He's here - finally - to pick up Anne's oxygen supplies. Two concentrators, one huge back-up tank, seven small portable tanks and a couple of little machines with oddly old-fashioned looking dials that do I don't know what. Annie has been off the sauce, so to speak, since late March, but the supplies have lingered. They don't like to let you get rid of those too hastily since getting them placed back in your house is much more costly and difficult than just keeping them around for, say.... an extra five months.

Finally he's done, having lugged all of this heavy and ungainly equipment down all those stairs by himself. I give him a cold bottle of water that's been taking up space in the back of the fridge then turn back toward the girls, doing a shamelessly bad running man-style dance in celebration. It's go-on, it's go-on... the oxygen is go-on! In the kitchen I yank out the garbage can and stuff it with endless yards of clear tubing and small plastic humidifier bottles. I jerk the rug off the floor that had been placed to keep the concentrator from vibrating on our wood floors, and tuck a dust-coated, unopened box of unidentified supplies under my arm. Now it's my turn down the 21 stairs, down the hill of a driveway that's white-hot under the blistering sun, down to the garbage can with my eyes closed to slits like a vampire peeking out from his coffin to see what the neighborhood humans could possibly be doing with all this daylight. With a soft thud, it's all gone.

____________

What this exercise asks:
#1 Answer these questions about the passage on removing the oxygen supplies:
(a) Since when has Annie been off the oxygen?
(b) How many small portable tanks are being picked up?
(c) How many stairs lead down from the house?
#2 Extend the passage about removing the oxygen supplies, picking up after its final sentence.
The records that follow the text come from a separate source.

[Dataset entries]
____________

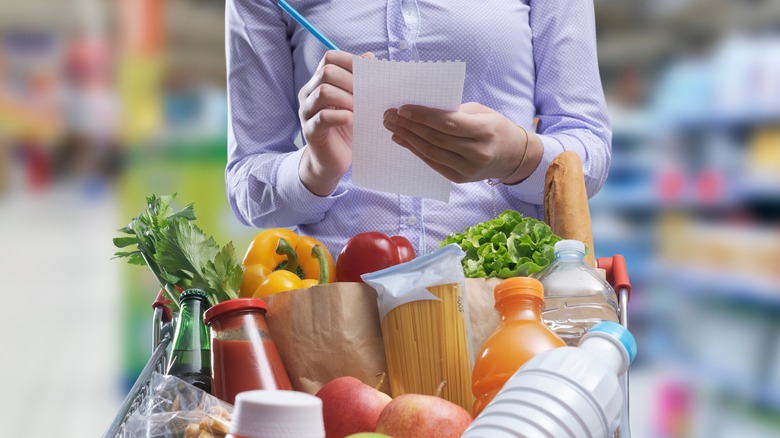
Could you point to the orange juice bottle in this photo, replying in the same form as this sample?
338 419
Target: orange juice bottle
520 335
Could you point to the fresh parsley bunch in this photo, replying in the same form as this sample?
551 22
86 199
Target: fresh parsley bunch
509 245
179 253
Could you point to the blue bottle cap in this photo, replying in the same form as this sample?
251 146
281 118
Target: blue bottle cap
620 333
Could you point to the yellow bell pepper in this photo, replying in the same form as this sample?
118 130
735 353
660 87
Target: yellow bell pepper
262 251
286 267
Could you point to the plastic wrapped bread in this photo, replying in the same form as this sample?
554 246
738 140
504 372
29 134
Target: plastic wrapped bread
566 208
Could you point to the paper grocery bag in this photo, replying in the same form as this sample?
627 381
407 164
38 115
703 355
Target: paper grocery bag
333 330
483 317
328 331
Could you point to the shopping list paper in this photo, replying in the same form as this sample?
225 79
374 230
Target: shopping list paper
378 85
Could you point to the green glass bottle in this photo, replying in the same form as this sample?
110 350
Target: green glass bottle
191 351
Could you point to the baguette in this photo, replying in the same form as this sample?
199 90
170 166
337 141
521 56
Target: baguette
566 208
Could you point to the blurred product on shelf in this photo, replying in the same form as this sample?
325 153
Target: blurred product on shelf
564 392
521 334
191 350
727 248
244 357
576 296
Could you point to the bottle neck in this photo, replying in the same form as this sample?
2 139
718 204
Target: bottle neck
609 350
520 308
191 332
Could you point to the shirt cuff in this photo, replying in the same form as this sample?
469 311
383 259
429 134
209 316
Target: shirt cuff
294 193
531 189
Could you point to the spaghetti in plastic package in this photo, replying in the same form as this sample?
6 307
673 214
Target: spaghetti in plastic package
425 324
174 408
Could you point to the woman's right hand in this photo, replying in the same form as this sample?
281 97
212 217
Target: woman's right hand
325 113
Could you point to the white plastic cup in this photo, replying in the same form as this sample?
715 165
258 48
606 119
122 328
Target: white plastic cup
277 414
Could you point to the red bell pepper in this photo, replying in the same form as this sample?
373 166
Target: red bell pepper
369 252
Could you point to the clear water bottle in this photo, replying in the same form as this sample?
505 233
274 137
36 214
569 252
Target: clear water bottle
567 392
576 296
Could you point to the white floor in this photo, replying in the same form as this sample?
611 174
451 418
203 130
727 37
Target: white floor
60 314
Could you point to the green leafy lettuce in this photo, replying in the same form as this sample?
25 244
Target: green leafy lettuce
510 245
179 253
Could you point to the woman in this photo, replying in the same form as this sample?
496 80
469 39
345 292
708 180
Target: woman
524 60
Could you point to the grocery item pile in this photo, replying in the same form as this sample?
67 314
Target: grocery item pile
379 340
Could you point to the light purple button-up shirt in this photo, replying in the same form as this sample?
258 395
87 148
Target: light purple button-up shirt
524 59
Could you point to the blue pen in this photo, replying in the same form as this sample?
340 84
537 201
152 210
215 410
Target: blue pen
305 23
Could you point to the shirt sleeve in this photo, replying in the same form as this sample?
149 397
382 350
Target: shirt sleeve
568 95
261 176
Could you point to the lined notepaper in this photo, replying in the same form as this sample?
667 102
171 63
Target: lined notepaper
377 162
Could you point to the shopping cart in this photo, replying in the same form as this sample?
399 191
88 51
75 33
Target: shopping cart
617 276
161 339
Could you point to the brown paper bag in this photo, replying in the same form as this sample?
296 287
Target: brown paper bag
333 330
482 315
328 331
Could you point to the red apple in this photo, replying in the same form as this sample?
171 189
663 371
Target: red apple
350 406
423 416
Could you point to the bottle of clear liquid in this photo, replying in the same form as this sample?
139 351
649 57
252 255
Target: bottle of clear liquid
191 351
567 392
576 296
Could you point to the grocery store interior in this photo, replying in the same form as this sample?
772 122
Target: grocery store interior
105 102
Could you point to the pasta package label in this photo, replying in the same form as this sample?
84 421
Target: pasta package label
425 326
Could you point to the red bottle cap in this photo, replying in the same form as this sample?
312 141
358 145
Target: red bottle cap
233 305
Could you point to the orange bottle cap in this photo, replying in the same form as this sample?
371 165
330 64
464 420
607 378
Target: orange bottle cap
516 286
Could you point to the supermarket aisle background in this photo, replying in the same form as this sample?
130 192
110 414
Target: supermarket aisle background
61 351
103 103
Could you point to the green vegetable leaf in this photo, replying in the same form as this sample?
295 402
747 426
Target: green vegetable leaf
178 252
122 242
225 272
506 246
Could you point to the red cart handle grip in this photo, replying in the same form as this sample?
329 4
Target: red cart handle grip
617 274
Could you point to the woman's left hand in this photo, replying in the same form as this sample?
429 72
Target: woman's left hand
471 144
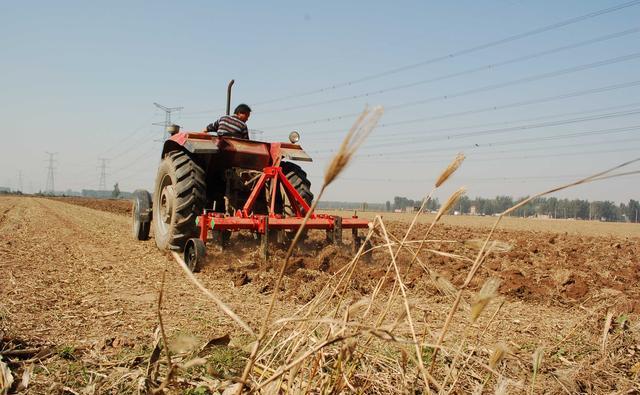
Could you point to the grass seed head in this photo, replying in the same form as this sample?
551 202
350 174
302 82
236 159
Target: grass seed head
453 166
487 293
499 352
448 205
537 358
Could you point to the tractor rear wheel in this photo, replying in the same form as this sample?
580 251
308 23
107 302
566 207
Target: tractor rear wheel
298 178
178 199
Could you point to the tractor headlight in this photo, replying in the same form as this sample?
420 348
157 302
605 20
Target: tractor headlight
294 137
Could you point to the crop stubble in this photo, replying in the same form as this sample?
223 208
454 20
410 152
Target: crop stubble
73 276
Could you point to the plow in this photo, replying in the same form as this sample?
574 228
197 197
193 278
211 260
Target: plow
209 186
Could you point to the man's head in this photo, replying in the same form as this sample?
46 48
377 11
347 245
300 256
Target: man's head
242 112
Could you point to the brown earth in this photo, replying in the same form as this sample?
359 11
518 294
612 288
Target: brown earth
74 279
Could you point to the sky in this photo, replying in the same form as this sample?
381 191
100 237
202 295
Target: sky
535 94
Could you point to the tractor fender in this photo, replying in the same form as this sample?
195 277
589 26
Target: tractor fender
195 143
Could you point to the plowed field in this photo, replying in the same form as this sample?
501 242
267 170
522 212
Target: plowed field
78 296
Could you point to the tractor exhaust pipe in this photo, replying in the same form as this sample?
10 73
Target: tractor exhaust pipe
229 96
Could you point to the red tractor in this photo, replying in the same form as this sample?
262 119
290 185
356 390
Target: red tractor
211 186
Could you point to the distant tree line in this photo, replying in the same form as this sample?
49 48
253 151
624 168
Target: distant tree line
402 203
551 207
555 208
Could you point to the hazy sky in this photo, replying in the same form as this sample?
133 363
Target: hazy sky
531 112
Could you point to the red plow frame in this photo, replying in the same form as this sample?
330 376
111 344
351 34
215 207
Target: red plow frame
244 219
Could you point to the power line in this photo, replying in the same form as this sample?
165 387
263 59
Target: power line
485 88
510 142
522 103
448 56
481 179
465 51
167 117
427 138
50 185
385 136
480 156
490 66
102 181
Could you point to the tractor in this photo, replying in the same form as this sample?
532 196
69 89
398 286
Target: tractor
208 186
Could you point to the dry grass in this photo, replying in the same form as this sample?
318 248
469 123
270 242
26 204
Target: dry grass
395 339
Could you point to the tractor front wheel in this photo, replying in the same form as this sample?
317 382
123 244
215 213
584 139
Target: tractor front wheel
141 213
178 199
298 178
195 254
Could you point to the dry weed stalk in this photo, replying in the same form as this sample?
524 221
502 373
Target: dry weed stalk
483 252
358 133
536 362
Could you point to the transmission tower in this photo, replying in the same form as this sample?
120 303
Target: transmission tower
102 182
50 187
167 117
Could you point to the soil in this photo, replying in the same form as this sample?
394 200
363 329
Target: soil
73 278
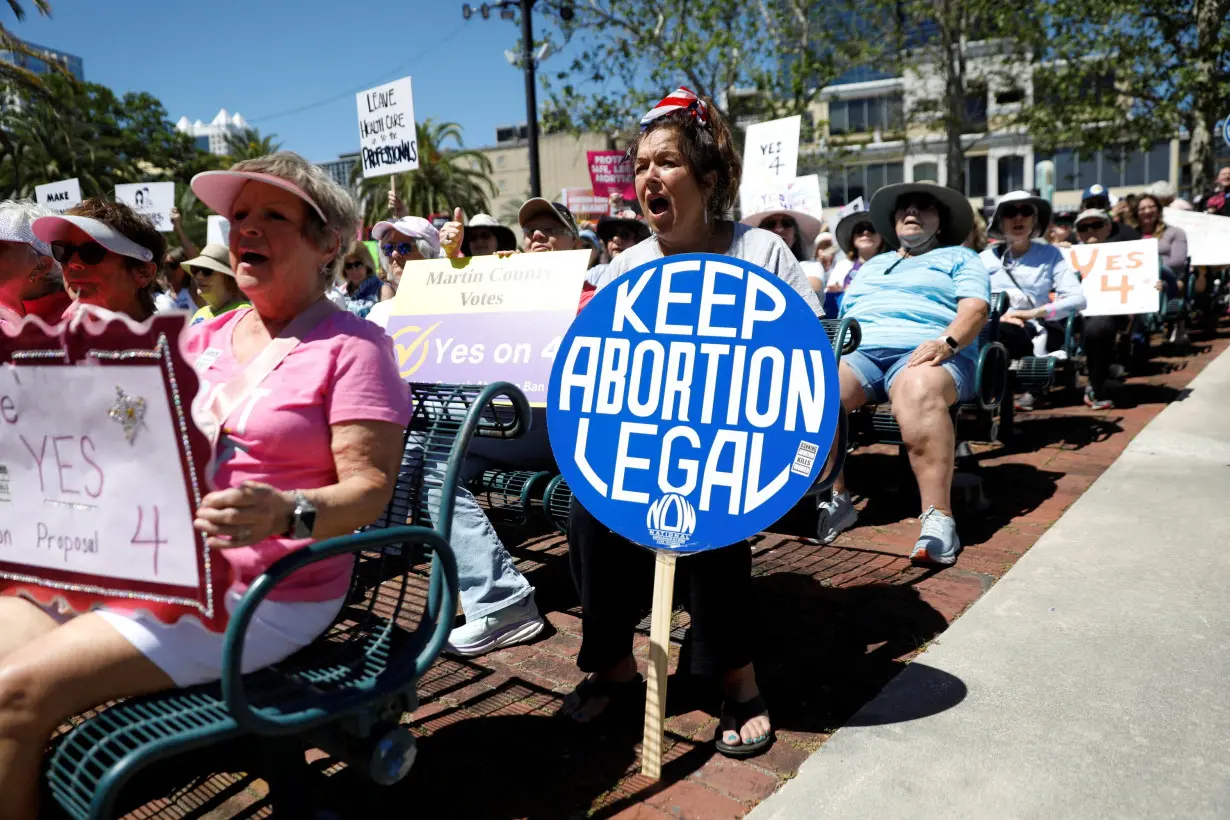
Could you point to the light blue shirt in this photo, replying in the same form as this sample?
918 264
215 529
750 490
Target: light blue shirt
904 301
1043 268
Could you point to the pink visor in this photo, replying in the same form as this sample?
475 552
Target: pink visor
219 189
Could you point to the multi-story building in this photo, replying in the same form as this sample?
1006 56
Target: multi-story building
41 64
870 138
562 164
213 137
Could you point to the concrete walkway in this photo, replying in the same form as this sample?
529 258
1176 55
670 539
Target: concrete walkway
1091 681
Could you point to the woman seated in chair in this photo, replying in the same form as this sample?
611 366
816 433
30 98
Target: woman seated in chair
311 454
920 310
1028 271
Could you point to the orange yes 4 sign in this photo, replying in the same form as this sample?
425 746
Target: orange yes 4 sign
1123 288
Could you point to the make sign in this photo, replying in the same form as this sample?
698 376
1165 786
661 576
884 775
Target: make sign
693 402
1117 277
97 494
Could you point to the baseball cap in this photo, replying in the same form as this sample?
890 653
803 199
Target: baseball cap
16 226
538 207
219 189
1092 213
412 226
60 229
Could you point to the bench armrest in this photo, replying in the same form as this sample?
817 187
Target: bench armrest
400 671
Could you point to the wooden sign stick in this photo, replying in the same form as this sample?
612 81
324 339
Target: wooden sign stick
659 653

____________

Answers to the exercise:
#1
(a) Since late March.
(b) Seven.
(c) 21.

#2
Finally.

Tomorrow it will be one year since I was hospitalized with my cervix inexplicably dilated to 5 centimeters. I was, literally, hours away from giving birth to a baby who would have been too fragile to survive. I wasn't in labor, but in the end my body couldn't keep her in. The seven days of bed rest gave Anne just enough of a boost - in the form of lung-building steroids and simple time - to get her over the hump to viability. This is just a polite way of saying that she would have a chance at survival. Viable. Survival. They sound alike, but the difference between the two is a vast chasm.

This has been a life changing year. A year of decluttering, both literally and metaphorically. Our priorities have come into crystal-clear focus, our needs pared down to those most simple and treasured. Our worries sorted into Things That Really Matter and Things That Kinda Don't. I mean, yeah, I'd still like to have a VW bug convertible for my 40th birthday (as Chad promised to me long ago) and I'd also like a couple of those awesome cashmere sweaters from J. Crew this fall and to go on a cruise for our 15th anniversary in November. That would be cool, but it's also cool if we stay home in our old non-cashmere sweaters.

I'm going upstairs to do something with the wide open space at the front of my closet where the oxygen concentrator used to be. I'm going to try to leave it open, like a breathing space in a sea of clothes and shoes and belts. That's how I feel getting all that equipment out of the house. Like I've come out of a fog and found a breathing space after a year of worry, fear, doctor's appointments, unwanted medical knowledge and breathless waiting as Annie has grown.

On August 20th she'll be 1. What a year.

Wednesday, August 11, 2010

What dog barf? Part 2.

"Eewwww! Mom! What is that?"

Grace has spotted the dog barf.

"It looks like a giant earwig."

She is pointing to the wad of regurgitated grass lying just so next to the actual barf/bile part.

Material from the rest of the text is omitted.